(Stated problem) In the listing, change every "cherry tomato" to "grape tomato" and leave everything else as it stands.

(Extracted information)
◇ ◇ ◇ ◇ ◇

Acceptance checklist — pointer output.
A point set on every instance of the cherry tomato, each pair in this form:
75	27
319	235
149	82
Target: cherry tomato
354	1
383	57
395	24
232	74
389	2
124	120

◇ ◇ ◇ ◇ ◇

(Correct result)
Acceptance checklist — pointer output.
A point set on every instance of the grape tomato, each pair in this form:
75	27
319	235
149	82
Target: grape tomato
354	1
383	57
395	24
232	74
389	2
124	120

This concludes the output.